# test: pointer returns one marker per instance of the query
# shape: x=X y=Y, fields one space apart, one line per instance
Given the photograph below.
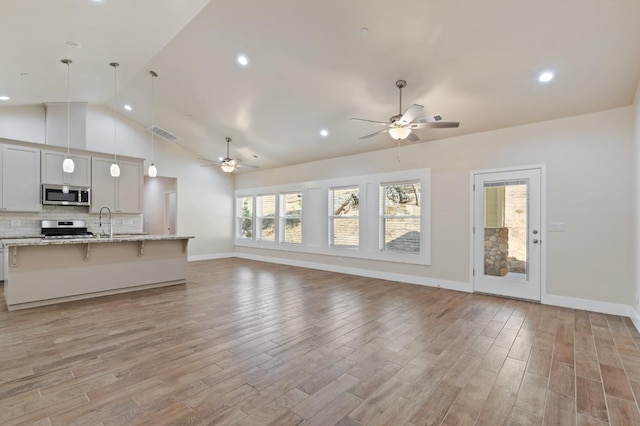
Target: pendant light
x=115 y=169
x=153 y=171
x=67 y=165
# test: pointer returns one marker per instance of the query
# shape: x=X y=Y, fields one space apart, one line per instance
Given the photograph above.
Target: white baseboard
x=635 y=318
x=409 y=279
x=209 y=256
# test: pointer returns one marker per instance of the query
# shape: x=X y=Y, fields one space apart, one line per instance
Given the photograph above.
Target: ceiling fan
x=400 y=126
x=228 y=164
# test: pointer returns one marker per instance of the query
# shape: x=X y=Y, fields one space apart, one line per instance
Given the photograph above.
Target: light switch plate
x=556 y=227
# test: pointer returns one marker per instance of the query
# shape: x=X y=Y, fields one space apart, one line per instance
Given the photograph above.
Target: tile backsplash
x=25 y=224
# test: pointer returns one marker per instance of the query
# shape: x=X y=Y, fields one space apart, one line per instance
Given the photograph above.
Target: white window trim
x=315 y=224
x=282 y=217
x=331 y=218
x=238 y=217
x=257 y=221
x=382 y=217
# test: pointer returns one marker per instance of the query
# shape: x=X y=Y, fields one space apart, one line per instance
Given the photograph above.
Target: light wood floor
x=251 y=343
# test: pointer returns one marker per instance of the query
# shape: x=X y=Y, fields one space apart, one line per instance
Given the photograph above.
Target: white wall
x=205 y=194
x=25 y=123
x=589 y=167
x=636 y=117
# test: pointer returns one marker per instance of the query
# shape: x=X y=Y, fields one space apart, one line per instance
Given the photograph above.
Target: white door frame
x=543 y=221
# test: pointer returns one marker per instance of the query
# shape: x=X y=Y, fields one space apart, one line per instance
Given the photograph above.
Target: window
x=291 y=218
x=400 y=218
x=244 y=218
x=265 y=217
x=344 y=221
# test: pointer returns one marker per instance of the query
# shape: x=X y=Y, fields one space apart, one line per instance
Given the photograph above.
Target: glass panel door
x=507 y=233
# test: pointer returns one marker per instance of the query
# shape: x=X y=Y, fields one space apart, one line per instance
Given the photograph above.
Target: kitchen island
x=43 y=272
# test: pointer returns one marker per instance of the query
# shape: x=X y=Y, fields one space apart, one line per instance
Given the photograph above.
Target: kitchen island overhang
x=43 y=272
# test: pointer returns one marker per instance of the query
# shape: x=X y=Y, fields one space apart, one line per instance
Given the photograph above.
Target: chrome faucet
x=110 y=223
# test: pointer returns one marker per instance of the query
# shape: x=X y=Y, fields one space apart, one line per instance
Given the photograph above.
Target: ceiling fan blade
x=369 y=121
x=435 y=125
x=413 y=137
x=374 y=134
x=411 y=114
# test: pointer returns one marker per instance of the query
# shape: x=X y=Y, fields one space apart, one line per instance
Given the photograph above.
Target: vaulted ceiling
x=314 y=65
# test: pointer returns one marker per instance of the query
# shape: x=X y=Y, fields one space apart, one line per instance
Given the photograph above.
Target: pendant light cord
x=68 y=100
x=67 y=62
x=153 y=121
x=115 y=66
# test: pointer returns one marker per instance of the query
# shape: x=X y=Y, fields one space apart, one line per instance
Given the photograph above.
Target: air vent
x=162 y=133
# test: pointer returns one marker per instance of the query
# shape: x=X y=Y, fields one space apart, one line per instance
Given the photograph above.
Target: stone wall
x=496 y=251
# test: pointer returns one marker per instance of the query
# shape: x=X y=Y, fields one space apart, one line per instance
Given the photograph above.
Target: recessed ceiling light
x=243 y=60
x=545 y=77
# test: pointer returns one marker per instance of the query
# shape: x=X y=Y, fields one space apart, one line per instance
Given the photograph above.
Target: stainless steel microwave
x=64 y=195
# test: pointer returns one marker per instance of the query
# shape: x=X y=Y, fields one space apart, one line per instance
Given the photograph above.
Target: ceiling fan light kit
x=400 y=126
x=399 y=133
x=228 y=164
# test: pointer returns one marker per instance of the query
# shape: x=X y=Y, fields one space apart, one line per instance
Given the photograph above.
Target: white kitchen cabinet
x=20 y=179
x=52 y=169
x=122 y=194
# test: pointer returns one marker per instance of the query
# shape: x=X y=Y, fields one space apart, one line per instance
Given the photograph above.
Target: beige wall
x=636 y=252
x=589 y=166
x=204 y=193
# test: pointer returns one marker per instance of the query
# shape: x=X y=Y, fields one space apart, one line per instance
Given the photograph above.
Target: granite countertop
x=39 y=241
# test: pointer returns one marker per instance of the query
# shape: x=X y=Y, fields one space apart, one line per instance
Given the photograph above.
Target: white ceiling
x=312 y=67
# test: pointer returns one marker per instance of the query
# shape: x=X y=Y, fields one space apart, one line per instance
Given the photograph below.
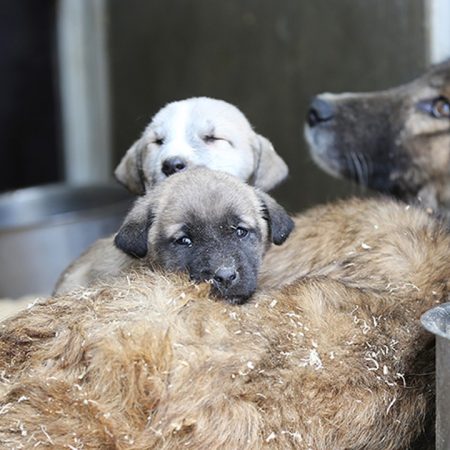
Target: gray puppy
x=205 y=222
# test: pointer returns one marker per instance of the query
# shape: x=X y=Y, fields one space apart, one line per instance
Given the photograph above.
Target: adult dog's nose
x=173 y=165
x=225 y=277
x=319 y=111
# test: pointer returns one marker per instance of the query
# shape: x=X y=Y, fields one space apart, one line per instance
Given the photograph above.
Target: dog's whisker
x=364 y=169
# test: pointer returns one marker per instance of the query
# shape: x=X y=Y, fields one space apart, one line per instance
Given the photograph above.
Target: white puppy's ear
x=130 y=171
x=270 y=168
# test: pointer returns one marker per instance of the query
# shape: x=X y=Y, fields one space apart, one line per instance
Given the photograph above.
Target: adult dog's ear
x=130 y=171
x=280 y=223
x=270 y=168
x=132 y=237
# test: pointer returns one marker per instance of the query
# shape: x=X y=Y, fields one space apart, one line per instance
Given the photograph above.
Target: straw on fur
x=335 y=360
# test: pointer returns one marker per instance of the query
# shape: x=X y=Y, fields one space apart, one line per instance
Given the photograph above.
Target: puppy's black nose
x=225 y=277
x=173 y=165
x=319 y=111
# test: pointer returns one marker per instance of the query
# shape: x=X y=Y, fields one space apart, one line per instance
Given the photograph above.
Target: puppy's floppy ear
x=270 y=168
x=280 y=223
x=130 y=171
x=132 y=237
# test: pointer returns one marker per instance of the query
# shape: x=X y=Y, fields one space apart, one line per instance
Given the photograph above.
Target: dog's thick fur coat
x=395 y=141
x=335 y=360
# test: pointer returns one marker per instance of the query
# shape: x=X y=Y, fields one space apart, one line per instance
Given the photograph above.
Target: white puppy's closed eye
x=195 y=132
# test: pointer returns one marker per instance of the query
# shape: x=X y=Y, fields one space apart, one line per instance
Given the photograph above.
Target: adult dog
x=336 y=360
x=200 y=132
x=395 y=141
x=206 y=222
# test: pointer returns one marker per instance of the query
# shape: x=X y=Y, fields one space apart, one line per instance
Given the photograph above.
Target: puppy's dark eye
x=438 y=107
x=241 y=232
x=441 y=107
x=184 y=241
x=209 y=138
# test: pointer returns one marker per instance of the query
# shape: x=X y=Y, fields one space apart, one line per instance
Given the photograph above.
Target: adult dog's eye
x=241 y=232
x=441 y=107
x=184 y=241
x=438 y=108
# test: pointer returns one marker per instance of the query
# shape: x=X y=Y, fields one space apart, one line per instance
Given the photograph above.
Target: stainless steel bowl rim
x=437 y=320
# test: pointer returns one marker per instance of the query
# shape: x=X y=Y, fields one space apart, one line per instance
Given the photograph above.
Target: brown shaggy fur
x=335 y=360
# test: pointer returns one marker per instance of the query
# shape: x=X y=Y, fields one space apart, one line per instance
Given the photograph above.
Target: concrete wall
x=267 y=57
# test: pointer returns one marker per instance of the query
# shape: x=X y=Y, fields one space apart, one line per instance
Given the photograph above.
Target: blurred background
x=80 y=79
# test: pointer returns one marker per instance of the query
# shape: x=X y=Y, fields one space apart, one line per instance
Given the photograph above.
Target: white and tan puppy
x=200 y=131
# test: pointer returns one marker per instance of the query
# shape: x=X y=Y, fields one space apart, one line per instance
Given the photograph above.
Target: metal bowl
x=43 y=229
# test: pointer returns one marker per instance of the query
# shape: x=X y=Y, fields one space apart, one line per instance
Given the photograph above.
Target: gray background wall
x=267 y=57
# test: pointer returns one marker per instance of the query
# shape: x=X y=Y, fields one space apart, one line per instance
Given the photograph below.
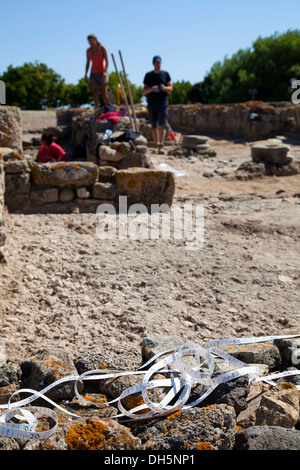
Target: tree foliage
x=268 y=66
x=35 y=86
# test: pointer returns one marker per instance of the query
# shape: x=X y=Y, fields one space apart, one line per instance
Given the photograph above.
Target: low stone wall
x=2 y=227
x=11 y=133
x=83 y=186
x=250 y=120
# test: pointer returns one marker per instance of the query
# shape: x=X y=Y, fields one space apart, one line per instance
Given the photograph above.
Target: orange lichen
x=204 y=446
x=287 y=385
x=131 y=402
x=174 y=415
x=86 y=436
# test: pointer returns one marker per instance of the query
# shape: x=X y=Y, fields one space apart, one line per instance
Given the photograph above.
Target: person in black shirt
x=157 y=85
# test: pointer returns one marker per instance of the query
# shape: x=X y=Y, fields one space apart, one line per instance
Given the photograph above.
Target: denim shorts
x=99 y=78
x=158 y=114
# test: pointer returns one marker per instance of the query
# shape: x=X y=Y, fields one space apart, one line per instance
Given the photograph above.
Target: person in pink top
x=49 y=151
x=97 y=56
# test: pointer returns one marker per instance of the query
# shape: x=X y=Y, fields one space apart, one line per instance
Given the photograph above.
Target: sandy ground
x=63 y=287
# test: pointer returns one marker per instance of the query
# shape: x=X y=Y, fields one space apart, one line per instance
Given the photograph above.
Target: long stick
x=129 y=94
x=123 y=92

INSTRUCTIONS TO FOLLOW>
Exactly and only the lines from the one containing "Target: person in pink top" to the end of the entries above are to be written out.

SOLUTION BELOW>
Target: person in pink top
x=49 y=151
x=97 y=56
# test: pointer returns one marker per instance of the query
# shape: x=X y=Y, fields one space apart, one line per instance
Given the photograph above.
Target: sandy ground
x=63 y=287
# test: pointer returns one marker per instance of the query
# shape: x=X y=Y, fields one space apart, one line per instance
Given the photograph above.
Target: long stick
x=129 y=94
x=123 y=92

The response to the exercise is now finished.